··· Items

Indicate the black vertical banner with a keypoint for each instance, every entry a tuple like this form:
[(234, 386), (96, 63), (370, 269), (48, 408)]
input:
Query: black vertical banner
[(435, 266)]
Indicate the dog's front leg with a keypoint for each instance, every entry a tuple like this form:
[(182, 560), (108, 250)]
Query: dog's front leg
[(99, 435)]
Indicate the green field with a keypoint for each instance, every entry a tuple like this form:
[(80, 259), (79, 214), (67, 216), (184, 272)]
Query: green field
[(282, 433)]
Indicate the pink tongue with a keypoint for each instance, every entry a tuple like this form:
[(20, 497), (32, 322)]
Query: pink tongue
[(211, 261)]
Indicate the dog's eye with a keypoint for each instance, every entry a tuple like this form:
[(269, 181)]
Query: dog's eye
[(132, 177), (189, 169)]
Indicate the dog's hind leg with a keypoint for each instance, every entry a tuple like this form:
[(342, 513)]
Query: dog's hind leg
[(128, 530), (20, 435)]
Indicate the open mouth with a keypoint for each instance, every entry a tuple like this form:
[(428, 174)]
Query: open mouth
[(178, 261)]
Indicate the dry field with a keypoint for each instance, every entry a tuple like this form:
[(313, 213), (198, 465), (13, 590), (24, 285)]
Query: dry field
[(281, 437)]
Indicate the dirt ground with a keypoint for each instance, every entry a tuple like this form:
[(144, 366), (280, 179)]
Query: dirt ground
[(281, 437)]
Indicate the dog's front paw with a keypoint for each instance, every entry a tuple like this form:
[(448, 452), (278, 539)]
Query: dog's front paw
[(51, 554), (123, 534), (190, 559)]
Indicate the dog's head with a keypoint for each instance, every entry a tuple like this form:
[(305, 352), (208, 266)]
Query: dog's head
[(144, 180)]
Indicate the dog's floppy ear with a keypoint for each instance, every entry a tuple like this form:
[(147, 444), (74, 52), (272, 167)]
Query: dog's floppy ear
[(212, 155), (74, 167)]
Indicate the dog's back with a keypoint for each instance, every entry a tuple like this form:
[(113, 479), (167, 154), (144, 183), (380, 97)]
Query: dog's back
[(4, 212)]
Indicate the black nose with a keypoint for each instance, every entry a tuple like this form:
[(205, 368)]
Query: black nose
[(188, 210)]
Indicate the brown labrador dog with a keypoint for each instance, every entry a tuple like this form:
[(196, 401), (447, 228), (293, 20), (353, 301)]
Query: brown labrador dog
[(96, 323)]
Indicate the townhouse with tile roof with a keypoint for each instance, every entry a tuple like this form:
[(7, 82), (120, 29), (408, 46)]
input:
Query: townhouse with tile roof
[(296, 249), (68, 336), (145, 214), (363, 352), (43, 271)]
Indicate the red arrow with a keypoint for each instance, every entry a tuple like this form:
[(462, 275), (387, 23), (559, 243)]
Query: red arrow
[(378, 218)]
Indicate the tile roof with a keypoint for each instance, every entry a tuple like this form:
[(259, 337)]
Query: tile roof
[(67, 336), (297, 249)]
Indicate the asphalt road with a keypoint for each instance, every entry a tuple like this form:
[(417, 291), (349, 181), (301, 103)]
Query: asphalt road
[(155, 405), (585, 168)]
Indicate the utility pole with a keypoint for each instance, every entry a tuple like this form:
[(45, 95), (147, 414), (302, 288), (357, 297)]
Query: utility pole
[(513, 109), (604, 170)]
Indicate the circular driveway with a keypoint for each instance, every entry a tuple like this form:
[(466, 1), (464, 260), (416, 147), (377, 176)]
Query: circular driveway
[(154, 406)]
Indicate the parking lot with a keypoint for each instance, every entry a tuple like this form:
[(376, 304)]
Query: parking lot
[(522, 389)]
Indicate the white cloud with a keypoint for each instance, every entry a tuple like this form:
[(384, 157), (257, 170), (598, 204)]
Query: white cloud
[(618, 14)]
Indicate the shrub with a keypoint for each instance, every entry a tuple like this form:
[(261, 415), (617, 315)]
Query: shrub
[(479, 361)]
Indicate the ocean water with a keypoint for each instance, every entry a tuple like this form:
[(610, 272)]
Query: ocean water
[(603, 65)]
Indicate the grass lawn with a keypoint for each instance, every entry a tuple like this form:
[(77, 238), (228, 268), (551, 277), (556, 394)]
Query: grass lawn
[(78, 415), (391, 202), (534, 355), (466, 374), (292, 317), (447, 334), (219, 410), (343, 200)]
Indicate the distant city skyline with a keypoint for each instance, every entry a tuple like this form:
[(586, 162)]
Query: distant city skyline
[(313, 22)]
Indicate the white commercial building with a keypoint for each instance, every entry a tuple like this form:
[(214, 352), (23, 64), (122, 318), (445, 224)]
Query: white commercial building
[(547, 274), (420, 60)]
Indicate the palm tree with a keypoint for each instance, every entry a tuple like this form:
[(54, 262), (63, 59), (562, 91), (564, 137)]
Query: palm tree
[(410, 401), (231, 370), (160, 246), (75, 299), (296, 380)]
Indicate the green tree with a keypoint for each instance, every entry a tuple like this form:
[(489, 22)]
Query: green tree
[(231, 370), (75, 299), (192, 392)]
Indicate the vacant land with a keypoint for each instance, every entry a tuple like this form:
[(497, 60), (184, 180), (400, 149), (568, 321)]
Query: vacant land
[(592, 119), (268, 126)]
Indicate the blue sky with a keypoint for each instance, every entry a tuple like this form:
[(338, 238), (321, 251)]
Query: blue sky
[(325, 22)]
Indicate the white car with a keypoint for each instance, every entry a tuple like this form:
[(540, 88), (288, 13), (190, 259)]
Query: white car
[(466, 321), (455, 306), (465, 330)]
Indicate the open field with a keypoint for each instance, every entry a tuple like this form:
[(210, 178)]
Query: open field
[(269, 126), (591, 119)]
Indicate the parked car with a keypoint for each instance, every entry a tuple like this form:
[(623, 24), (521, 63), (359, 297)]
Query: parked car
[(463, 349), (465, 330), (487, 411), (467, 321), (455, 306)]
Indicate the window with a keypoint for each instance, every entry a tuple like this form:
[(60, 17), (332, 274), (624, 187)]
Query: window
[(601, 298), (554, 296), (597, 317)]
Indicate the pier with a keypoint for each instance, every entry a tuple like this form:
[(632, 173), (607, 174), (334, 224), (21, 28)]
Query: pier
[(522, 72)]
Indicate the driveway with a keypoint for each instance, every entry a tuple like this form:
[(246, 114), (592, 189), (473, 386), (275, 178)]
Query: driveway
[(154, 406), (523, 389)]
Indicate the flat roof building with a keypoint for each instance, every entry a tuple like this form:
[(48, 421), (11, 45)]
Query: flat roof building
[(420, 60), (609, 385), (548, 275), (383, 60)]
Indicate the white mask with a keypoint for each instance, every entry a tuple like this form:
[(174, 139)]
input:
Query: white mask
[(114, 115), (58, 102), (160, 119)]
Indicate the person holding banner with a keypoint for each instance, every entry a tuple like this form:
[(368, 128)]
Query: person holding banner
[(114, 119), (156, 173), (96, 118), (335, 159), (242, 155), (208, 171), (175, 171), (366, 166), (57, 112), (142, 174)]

······

Edit the rows above by replacing every occurrence of "keypoint" with "marker", leaving everything else unchanged.

■ Answer in full:
Indicate the black vertical banner with a marker for each instance, every entry a tuple like this form:
[(234, 386), (96, 63), (370, 269), (48, 408)]
input:
Query: black vertical banner
[(435, 266)]
Indicate the dog's front leg with a marker for each instance, every entry a tuple like this form:
[(182, 560), (108, 250)]
Query: dog's front leg
[(99, 435)]
Indicate the green field with a marker for each instance, every entry a tuple like this form:
[(80, 259), (79, 214), (67, 216), (184, 272)]
Query: green field
[(282, 433)]
Indicate the pink tongue with a marker for each instance, every entry a tuple like this form:
[(20, 497), (32, 322)]
Query: pink tongue
[(211, 261)]
Indicate the dog's eye with a marker for each instance, every entry a tuple like this form:
[(269, 181)]
Query: dog's eye
[(132, 177), (189, 169)]
Indicate the dog's hind leg with a marker for each instance, every entry a tuple like this form:
[(342, 513)]
Query: dog's hind leg
[(128, 530), (20, 435)]
Indicate the open mouth with a marker for each instance, every entry a tuple like this form:
[(428, 174)]
Query: open mouth
[(178, 261)]
Indicate the dry field with a marker for each instance, every entry a tuple like this form:
[(313, 213), (198, 465), (13, 590), (24, 285)]
Query: dry field
[(281, 437)]
Indicate the dirt ground with a marker for each instance, every entry a tuple like this form:
[(144, 366), (280, 179)]
Query: dirt ground
[(281, 437)]
Indicate the dog's front paw with a marker for each instance, every entry a tuple like this form:
[(448, 452), (278, 539)]
Query: dog's front paw
[(51, 554), (123, 534), (190, 559)]
Indicate the dog's head with a marker for each instance, every entry a tuple like this form:
[(305, 352), (208, 266)]
Query: dog's head
[(144, 180)]
Indicate the dog's floppy ear with a marker for each instance, every entry a tuple like this form:
[(147, 444), (74, 52), (272, 167)]
Query: dog's floppy ear
[(212, 155), (74, 167)]
Indicate the dog's back with a marker for each instance, every entry a tuple like this form:
[(113, 479), (167, 154), (144, 183), (380, 97)]
Query: dog's back
[(4, 212)]
Indicate the black nose with a marker for each instance, every entry a tuple like this form:
[(205, 368)]
Query: black nose
[(188, 210)]
Indicate the brown labrador dog with a marker for each instance, every entry a tuple like this form:
[(196, 401), (447, 228), (293, 20), (353, 301)]
Query: brown labrador dog
[(96, 323)]
Indicate the townhouse with tile roof with a marker for each instance, every entry a tuple like this form:
[(7, 82), (120, 29), (408, 46)]
input:
Query: townhouse with tile roof
[(296, 249), (68, 336), (145, 214), (363, 352), (43, 271)]
Indicate the red arrow with a marker for each instance, every entry a tuple like this form:
[(462, 275), (387, 23), (559, 243)]
Query: red arrow
[(378, 218)]
Indicate the tile roof with a marker for each instance, every entry a tuple like this form:
[(259, 337)]
Query: tile roof
[(67, 336), (297, 249)]
Indicate the asphalt road with a marker for each instance, every entry a tuple like this form:
[(417, 291), (349, 181), (301, 103)]
Query: asphalt road
[(155, 405), (585, 168)]
Indicate the utility pole with a marker for each instance, every entry a tuple like this form:
[(45, 95), (147, 414), (302, 288), (357, 297)]
Query: utility pole
[(513, 109), (604, 170)]
Indicate the circular driveway with a marker for each instance, every entry a tuple like this form:
[(466, 1), (464, 260), (416, 147), (377, 176)]
Query: circular driveway
[(154, 406)]
Indicate the parking lot with a marker for each instance, every entry a tuple like this form:
[(376, 304)]
Query: parking lot
[(522, 389)]
Indicate the white cloud with a marker for each instance, every entry a tuple like this form:
[(384, 157), (257, 170), (598, 204)]
Query: white cloud
[(618, 14)]
Indicate the shrub with a marker for each instance, every entry a tuple like this form:
[(261, 415), (617, 315)]
Query: shrub
[(479, 361)]
Indicate the ocean water with a marker for each instance, every entry a tuple like this form:
[(610, 272)]
Query: ocean water
[(603, 65)]
Indicate the grass lawn with a marker for each instance, every entry a tuple like this form:
[(77, 238), (228, 268), (551, 277), (556, 394)]
Query: grass lawn
[(78, 415), (391, 202), (534, 355), (466, 374), (292, 317), (447, 334), (219, 410), (343, 200)]
Indicate the distant city skyline with a marker for each instance, every entry a tuple like this form:
[(586, 162)]
Query: distant city skyline
[(313, 22)]
Indicate the white commercial building with a marker for each instance, every entry a tuple like this form:
[(214, 352), (23, 64), (122, 318), (445, 224)]
Query: white commercial building
[(547, 274), (420, 60)]
Indicate the palm tree with a marker for each instance, every entry a tuple like this form:
[(54, 262), (63, 59), (562, 91), (564, 137)]
Query: palm tree
[(410, 401), (231, 370), (160, 246), (75, 299), (296, 380)]
Indicate the green tree with a marker for each instance, every entry a tuple like this form:
[(489, 22)]
Query: green tree
[(231, 370), (75, 299), (192, 392)]
Indicate the vacant land with a marker for each instance, every entry a tuple like this form:
[(497, 60), (184, 180), (400, 149), (568, 321)]
Query: vacant land
[(592, 119), (268, 126)]
Indicate the blue sky with a marker for each instance, every entry a tuple like this form:
[(338, 238), (321, 251)]
Query: blue sky
[(325, 22)]
Indicate the white car with a marker for each instance, every entry a tuple like this form:
[(540, 88), (288, 13), (190, 259)]
Query: white car
[(466, 321), (455, 306), (465, 330)]
Indicate the open field with a marker for each instance, every entry a tuple like this form:
[(210, 178)]
Query: open field
[(269, 126), (591, 119)]
Indicate the parked car with a marker for each instance, every entry a tuple like this form:
[(623, 24), (521, 63), (359, 297)]
Query: parked car
[(463, 349), (465, 330), (487, 411), (467, 321), (455, 306)]
Indicate the window with a marker for each instance, every entry a tuple like this form:
[(60, 17), (332, 274), (624, 187)]
Query: window
[(601, 298), (554, 296), (597, 317)]
Indicate the pier with a marker for each instance, every entry a tuple like this form:
[(632, 173), (607, 174), (334, 224), (21, 28)]
Query: pier
[(522, 72)]
Indicate the driveway with a marker for each instance, every entry a tuple like this form:
[(246, 114), (592, 189), (473, 386), (275, 178)]
Query: driveway
[(154, 406), (523, 389)]
Indicate the flat roof building with a marker for each instance, every entry a tuple like this form:
[(48, 421), (11, 45)]
Query: flat roof building
[(420, 60), (609, 385), (548, 275), (383, 60)]
Indicate the white mask with a marker for each instance, every entry a tuple like this form:
[(174, 139)]
input:
Query: white mask
[(114, 115), (58, 102), (160, 119)]
Indicate the person holding banner with a marker for each instance, every entry a tuple like this form:
[(368, 128)]
Query: person holding banner
[(114, 119), (156, 173), (96, 118), (335, 159), (242, 155), (208, 171), (175, 171), (366, 166), (57, 112), (142, 174)]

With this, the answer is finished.